EXERCISE INPUTS
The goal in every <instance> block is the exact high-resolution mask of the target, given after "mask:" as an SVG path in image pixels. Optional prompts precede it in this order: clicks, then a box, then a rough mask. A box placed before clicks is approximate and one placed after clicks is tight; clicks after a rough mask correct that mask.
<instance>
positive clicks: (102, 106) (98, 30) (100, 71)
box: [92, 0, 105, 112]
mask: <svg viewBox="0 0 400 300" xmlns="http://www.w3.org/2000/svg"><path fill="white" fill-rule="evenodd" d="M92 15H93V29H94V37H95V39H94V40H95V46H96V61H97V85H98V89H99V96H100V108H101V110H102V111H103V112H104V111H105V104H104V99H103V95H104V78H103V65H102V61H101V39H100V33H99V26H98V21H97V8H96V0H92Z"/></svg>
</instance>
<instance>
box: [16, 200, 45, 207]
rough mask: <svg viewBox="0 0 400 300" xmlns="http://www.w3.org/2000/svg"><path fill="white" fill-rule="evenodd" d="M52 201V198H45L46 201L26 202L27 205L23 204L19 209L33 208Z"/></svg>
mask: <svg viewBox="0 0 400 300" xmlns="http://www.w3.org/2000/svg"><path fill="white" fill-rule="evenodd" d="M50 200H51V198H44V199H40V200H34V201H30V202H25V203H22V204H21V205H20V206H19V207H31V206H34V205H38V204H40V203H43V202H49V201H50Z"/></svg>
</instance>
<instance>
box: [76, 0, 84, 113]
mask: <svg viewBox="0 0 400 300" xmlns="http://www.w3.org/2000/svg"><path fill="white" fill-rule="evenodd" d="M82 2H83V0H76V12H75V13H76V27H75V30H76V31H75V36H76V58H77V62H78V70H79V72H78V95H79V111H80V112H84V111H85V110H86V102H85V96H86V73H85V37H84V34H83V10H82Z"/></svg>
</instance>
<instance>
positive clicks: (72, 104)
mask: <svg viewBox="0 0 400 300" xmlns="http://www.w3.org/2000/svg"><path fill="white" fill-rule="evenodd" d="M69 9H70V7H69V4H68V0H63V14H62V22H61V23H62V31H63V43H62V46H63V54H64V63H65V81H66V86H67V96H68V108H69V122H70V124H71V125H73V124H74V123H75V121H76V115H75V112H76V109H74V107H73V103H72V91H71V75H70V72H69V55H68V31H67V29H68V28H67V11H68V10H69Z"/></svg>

...

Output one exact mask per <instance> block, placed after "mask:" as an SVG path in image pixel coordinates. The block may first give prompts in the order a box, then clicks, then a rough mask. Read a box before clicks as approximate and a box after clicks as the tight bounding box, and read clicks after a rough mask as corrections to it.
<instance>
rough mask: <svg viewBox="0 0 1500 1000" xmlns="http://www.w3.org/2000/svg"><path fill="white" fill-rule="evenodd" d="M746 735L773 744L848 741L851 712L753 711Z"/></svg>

...

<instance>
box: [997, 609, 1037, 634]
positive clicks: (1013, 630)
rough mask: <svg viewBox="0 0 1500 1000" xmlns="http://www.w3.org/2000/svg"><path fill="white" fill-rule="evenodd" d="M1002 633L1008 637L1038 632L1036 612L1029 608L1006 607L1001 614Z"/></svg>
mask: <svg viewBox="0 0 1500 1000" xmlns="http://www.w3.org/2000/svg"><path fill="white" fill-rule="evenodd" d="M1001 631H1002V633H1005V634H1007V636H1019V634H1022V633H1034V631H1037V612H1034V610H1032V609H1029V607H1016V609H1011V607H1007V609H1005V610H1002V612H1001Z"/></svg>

EXERCISE INSTRUCTIONS
Render everything in the material from the line containing "The goal in" down to the line containing "box: [92, 0, 105, 112]", both included, as a JSON list of strings with one string per line and blank lines left out.

RESPONSE TO THIS EXERCISE
[
  "The goal in every <instance> block is the exact high-resolution mask of the target, given after \"mask:\" as an SVG path in image pixels. Optional prompts precede it in this order: clicks, then a box, then a rough mask. A box placed before clicks is approximate and one placed after clicks is tight; clicks after a rough mask correct that mask.",
  "<instance>",
  "positive clicks: (102, 106) (98, 30) (100, 71)",
  "box: [92, 0, 105, 112]"
]